Natural-language object grounding data:
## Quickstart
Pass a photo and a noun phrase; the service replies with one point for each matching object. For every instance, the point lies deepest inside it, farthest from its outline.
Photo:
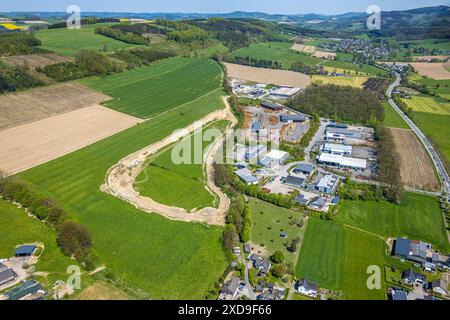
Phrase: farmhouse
(304, 168)
(25, 251)
(411, 277)
(246, 176)
(272, 105)
(295, 182)
(307, 288)
(6, 275)
(415, 251)
(327, 184)
(342, 162)
(338, 149)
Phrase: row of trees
(73, 238)
(340, 103)
(127, 37)
(13, 79)
(389, 165)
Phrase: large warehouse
(342, 162)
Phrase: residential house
(307, 288)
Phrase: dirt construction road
(120, 178)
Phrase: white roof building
(341, 161)
(339, 149)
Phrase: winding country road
(439, 164)
(120, 178)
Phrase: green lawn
(17, 228)
(392, 119)
(69, 42)
(337, 258)
(167, 259)
(322, 254)
(276, 51)
(269, 221)
(158, 88)
(172, 184)
(365, 68)
(418, 217)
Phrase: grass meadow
(69, 42)
(155, 89)
(173, 184)
(277, 51)
(167, 259)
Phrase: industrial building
(338, 149)
(246, 176)
(272, 106)
(296, 118)
(255, 151)
(328, 184)
(350, 134)
(342, 162)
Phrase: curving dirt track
(120, 178)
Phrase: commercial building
(342, 162)
(255, 151)
(338, 149)
(246, 176)
(328, 184)
(350, 134)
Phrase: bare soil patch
(32, 105)
(35, 143)
(102, 291)
(436, 71)
(268, 76)
(416, 167)
(35, 60)
(324, 55)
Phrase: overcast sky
(217, 6)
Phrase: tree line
(346, 104)
(73, 238)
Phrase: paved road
(439, 164)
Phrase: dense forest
(340, 103)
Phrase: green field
(392, 119)
(269, 221)
(352, 81)
(418, 217)
(17, 228)
(432, 115)
(160, 87)
(276, 51)
(171, 184)
(367, 69)
(167, 259)
(337, 258)
(69, 42)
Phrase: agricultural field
(35, 143)
(17, 228)
(34, 61)
(269, 221)
(41, 103)
(392, 119)
(174, 185)
(68, 42)
(268, 76)
(352, 81)
(276, 51)
(417, 170)
(417, 217)
(365, 69)
(167, 259)
(155, 89)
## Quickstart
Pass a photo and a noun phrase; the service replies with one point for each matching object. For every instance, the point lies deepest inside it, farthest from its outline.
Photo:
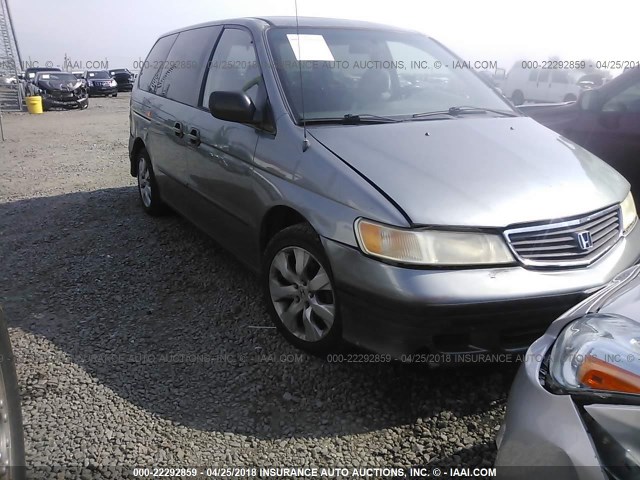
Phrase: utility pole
(10, 60)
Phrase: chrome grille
(577, 241)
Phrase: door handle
(194, 137)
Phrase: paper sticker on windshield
(310, 48)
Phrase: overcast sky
(122, 31)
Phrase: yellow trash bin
(34, 104)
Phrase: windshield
(373, 72)
(99, 75)
(58, 77)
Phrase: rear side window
(152, 67)
(184, 68)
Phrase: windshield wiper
(457, 111)
(351, 119)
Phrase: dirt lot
(140, 342)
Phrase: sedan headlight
(598, 352)
(629, 214)
(431, 247)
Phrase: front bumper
(125, 87)
(103, 90)
(396, 310)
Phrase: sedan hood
(476, 172)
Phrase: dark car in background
(124, 78)
(12, 460)
(604, 120)
(100, 83)
(59, 90)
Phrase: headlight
(431, 247)
(629, 214)
(598, 353)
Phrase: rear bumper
(391, 309)
(102, 91)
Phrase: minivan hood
(476, 172)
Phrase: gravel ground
(140, 342)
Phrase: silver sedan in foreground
(575, 403)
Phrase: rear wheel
(517, 97)
(299, 290)
(147, 185)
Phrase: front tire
(11, 432)
(517, 98)
(147, 185)
(299, 290)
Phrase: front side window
(184, 67)
(234, 67)
(344, 71)
(559, 76)
(99, 75)
(626, 101)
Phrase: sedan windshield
(356, 72)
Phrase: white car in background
(547, 85)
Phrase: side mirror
(232, 106)
(590, 101)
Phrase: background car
(605, 121)
(11, 433)
(124, 78)
(545, 85)
(100, 83)
(59, 90)
(30, 73)
(575, 402)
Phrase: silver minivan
(386, 195)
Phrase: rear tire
(299, 290)
(147, 185)
(11, 432)
(517, 98)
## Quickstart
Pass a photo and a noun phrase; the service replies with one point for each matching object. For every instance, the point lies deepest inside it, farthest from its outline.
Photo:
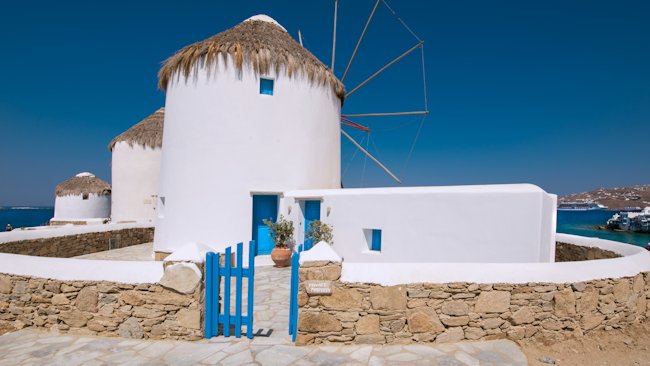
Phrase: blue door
(265, 207)
(312, 212)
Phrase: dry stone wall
(565, 252)
(100, 308)
(80, 244)
(421, 313)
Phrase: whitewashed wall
(40, 232)
(481, 224)
(224, 141)
(635, 260)
(135, 174)
(75, 208)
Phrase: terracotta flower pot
(281, 257)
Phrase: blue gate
(218, 313)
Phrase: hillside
(614, 198)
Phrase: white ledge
(635, 260)
(70, 269)
(42, 232)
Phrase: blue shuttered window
(376, 240)
(266, 86)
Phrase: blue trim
(312, 213)
(264, 207)
(376, 240)
(266, 86)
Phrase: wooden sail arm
(371, 157)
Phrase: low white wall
(40, 232)
(81, 269)
(75, 208)
(478, 224)
(135, 171)
(636, 260)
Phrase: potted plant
(282, 235)
(319, 231)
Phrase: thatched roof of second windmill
(262, 43)
(83, 183)
(147, 132)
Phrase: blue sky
(555, 93)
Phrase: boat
(632, 209)
(580, 206)
(638, 222)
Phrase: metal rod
(359, 41)
(385, 114)
(371, 157)
(336, 10)
(385, 67)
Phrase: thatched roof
(147, 132)
(262, 43)
(83, 183)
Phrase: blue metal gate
(217, 312)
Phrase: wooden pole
(359, 41)
(371, 157)
(336, 10)
(386, 114)
(385, 67)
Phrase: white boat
(580, 206)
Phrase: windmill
(347, 118)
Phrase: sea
(25, 216)
(570, 222)
(584, 223)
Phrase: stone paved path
(37, 347)
(32, 347)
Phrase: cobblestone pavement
(32, 347)
(272, 345)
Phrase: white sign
(318, 287)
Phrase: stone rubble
(362, 313)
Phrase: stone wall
(421, 313)
(565, 252)
(80, 244)
(100, 308)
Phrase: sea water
(584, 223)
(25, 216)
(581, 223)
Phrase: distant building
(135, 170)
(82, 199)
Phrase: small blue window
(376, 240)
(266, 86)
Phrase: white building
(252, 132)
(249, 114)
(82, 199)
(135, 170)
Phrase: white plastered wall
(135, 175)
(480, 224)
(224, 141)
(75, 208)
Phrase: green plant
(320, 231)
(281, 232)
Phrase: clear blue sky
(555, 93)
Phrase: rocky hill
(615, 198)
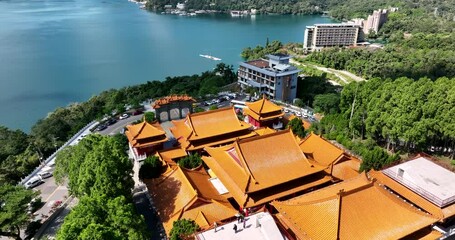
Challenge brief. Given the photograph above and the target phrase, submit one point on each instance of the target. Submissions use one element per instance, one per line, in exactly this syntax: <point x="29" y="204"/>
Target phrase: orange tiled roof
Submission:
<point x="319" y="149"/>
<point x="354" y="209"/>
<point x="346" y="169"/>
<point x="210" y="128"/>
<point x="182" y="193"/>
<point x="138" y="134"/>
<point x="263" y="109"/>
<point x="259" y="163"/>
<point x="170" y="99"/>
<point x="306" y="124"/>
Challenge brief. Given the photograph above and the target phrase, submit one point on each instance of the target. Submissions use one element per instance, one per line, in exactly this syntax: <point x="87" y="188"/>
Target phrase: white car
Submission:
<point x="45" y="174"/>
<point x="33" y="182"/>
<point x="124" y="116"/>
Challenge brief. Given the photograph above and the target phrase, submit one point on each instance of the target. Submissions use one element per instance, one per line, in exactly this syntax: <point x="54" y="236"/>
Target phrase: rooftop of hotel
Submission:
<point x="263" y="109"/>
<point x="252" y="165"/>
<point x="427" y="179"/>
<point x="182" y="193"/>
<point x="358" y="208"/>
<point x="170" y="99"/>
<point x="258" y="226"/>
<point x="264" y="64"/>
<point x="138" y="133"/>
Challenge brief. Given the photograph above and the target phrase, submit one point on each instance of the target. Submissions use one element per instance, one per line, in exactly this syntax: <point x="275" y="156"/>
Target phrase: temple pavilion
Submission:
<point x="340" y="164"/>
<point x="424" y="183"/>
<point x="264" y="113"/>
<point x="211" y="128"/>
<point x="188" y="194"/>
<point x="260" y="169"/>
<point x="358" y="208"/>
<point x="145" y="139"/>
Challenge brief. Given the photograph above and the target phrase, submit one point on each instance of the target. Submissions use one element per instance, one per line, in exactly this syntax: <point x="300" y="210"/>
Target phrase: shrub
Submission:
<point x="149" y="117"/>
<point x="296" y="126"/>
<point x="182" y="229"/>
<point x="191" y="161"/>
<point x="151" y="168"/>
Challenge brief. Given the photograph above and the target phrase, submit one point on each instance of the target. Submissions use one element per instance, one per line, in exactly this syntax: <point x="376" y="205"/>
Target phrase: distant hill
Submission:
<point x="340" y="9"/>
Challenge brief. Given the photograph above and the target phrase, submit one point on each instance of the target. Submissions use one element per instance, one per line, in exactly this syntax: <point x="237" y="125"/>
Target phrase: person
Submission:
<point x="237" y="215"/>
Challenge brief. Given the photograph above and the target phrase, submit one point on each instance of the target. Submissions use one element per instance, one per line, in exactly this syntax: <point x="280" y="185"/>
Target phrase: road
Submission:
<point x="50" y="192"/>
<point x="341" y="74"/>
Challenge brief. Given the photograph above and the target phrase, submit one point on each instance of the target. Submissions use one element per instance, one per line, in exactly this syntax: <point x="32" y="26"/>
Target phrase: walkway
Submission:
<point x="345" y="76"/>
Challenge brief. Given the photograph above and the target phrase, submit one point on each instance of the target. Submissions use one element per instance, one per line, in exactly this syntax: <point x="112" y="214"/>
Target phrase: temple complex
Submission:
<point x="188" y="194"/>
<point x="341" y="165"/>
<point x="145" y="139"/>
<point x="173" y="107"/>
<point x="211" y="128"/>
<point x="264" y="168"/>
<point x="424" y="183"/>
<point x="264" y="113"/>
<point x="359" y="208"/>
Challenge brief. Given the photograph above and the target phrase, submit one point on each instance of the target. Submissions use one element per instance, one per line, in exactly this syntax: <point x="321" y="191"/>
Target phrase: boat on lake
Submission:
<point x="210" y="57"/>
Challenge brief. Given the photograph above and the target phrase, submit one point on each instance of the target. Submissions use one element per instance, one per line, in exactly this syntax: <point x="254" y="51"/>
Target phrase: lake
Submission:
<point x="53" y="53"/>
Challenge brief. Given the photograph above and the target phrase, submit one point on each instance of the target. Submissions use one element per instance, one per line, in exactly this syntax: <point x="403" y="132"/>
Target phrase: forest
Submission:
<point x="402" y="115"/>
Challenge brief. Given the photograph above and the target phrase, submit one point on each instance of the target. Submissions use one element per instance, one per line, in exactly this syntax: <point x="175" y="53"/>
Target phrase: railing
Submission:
<point x="74" y="137"/>
<point x="138" y="157"/>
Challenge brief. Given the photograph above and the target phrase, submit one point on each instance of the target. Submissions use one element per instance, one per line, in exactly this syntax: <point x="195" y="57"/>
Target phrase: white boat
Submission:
<point x="210" y="57"/>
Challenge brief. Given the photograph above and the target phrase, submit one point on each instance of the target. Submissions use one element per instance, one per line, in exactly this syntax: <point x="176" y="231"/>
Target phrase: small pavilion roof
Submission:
<point x="320" y="150"/>
<point x="138" y="134"/>
<point x="171" y="154"/>
<point x="251" y="165"/>
<point x="169" y="99"/>
<point x="358" y="208"/>
<point x="263" y="109"/>
<point x="182" y="193"/>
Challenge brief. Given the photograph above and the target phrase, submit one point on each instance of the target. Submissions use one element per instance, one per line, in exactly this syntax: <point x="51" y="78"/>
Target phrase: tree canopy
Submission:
<point x="98" y="165"/>
<point x="296" y="125"/>
<point x="13" y="209"/>
<point x="182" y="229"/>
<point x="100" y="217"/>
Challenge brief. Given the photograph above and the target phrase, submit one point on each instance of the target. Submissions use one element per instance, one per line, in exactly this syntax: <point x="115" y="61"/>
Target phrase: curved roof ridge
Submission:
<point x="142" y="124"/>
<point x="246" y="167"/>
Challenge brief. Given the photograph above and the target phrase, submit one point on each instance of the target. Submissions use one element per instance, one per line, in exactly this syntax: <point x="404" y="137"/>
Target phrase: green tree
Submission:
<point x="296" y="125"/>
<point x="100" y="217"/>
<point x="13" y="209"/>
<point x="376" y="159"/>
<point x="191" y="161"/>
<point x="97" y="165"/>
<point x="182" y="229"/>
<point x="151" y="168"/>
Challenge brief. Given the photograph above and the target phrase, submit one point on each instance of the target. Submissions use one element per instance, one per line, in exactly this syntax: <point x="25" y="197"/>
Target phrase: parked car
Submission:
<point x="33" y="182"/>
<point x="45" y="174"/>
<point x="124" y="116"/>
<point x="101" y="127"/>
<point x="111" y="121"/>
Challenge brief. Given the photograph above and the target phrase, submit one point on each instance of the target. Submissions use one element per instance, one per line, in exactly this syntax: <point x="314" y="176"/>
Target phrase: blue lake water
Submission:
<point x="53" y="53"/>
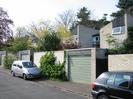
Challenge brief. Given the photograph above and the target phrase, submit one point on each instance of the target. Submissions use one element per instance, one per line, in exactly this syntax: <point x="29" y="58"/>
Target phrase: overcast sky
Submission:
<point x="24" y="12"/>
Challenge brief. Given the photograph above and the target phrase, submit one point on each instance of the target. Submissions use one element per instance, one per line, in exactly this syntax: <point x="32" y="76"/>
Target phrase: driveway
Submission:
<point x="17" y="88"/>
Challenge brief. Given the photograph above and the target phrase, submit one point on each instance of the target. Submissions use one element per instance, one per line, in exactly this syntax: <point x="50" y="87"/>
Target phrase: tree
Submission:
<point x="125" y="4"/>
<point x="19" y="44"/>
<point x="117" y="14"/>
<point x="37" y="33"/>
<point x="102" y="22"/>
<point x="52" y="42"/>
<point x="63" y="33"/>
<point x="83" y="16"/>
<point x="5" y="31"/>
<point x="66" y="19"/>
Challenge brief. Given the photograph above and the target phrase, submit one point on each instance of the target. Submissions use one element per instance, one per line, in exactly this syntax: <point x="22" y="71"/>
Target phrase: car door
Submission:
<point x="120" y="88"/>
<point x="20" y="69"/>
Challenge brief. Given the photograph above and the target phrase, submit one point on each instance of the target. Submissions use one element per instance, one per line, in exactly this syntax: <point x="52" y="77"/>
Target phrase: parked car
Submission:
<point x="113" y="85"/>
<point x="25" y="69"/>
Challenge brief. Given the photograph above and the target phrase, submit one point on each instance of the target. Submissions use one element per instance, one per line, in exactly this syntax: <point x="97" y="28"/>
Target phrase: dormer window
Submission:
<point x="118" y="30"/>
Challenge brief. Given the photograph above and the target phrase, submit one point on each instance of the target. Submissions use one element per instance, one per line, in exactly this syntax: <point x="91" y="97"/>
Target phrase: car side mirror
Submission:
<point x="19" y="66"/>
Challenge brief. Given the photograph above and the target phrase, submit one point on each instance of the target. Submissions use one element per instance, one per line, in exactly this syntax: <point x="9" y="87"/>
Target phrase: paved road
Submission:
<point x="17" y="88"/>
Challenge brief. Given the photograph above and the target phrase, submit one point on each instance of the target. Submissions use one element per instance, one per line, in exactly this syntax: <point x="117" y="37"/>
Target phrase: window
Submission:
<point x="96" y="39"/>
<point x="118" y="30"/>
<point x="122" y="80"/>
<point x="111" y="79"/>
<point x="102" y="79"/>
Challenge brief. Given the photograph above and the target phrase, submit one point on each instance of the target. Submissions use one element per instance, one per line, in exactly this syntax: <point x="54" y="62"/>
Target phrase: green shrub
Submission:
<point x="51" y="70"/>
<point x="8" y="60"/>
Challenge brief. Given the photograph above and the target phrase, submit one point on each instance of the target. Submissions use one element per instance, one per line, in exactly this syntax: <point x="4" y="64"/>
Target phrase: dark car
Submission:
<point x="113" y="85"/>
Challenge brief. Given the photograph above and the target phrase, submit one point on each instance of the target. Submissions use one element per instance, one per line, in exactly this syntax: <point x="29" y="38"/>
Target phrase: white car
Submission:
<point x="25" y="69"/>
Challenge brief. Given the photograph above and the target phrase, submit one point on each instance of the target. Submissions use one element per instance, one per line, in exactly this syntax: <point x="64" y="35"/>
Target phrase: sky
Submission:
<point x="25" y="12"/>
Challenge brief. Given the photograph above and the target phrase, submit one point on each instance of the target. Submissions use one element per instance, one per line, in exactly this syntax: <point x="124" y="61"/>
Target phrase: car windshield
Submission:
<point x="28" y="64"/>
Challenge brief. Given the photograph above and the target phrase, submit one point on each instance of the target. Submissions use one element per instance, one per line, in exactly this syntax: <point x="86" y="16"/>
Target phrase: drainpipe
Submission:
<point x="78" y="35"/>
<point x="126" y="25"/>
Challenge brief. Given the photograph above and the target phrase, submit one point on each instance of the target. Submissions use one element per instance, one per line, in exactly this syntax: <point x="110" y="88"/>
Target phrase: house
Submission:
<point x="117" y="28"/>
<point x="86" y="37"/>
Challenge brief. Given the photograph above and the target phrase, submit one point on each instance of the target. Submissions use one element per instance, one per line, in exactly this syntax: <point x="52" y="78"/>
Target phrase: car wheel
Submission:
<point x="24" y="77"/>
<point x="13" y="74"/>
<point x="102" y="97"/>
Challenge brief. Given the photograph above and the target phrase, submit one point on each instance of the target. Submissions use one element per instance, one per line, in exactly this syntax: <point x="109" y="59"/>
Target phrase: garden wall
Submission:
<point x="122" y="62"/>
<point x="38" y="55"/>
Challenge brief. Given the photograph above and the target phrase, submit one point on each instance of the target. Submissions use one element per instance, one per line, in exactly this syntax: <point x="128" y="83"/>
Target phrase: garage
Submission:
<point x="80" y="67"/>
<point x="84" y="65"/>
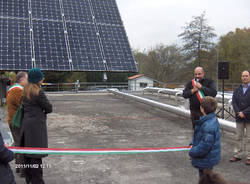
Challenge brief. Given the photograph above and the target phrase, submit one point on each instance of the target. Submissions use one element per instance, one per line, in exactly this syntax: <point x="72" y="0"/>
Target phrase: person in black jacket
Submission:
<point x="34" y="128"/>
<point x="195" y="90"/>
<point x="6" y="174"/>
<point x="241" y="106"/>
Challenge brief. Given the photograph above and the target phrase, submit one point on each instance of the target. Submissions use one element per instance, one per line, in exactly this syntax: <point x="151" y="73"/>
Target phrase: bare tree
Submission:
<point x="197" y="37"/>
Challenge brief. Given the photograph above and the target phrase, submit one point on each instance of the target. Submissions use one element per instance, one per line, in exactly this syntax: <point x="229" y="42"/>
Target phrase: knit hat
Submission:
<point x="35" y="75"/>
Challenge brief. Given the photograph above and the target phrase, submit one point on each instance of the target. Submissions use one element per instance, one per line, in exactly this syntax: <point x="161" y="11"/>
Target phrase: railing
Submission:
<point x="83" y="86"/>
<point x="178" y="92"/>
<point x="225" y="125"/>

Required work :: Which lines of the data contain the string "temple"? Copy each one.

Task result ::
Target phrase: temple pavilion
Target phrase: temple complex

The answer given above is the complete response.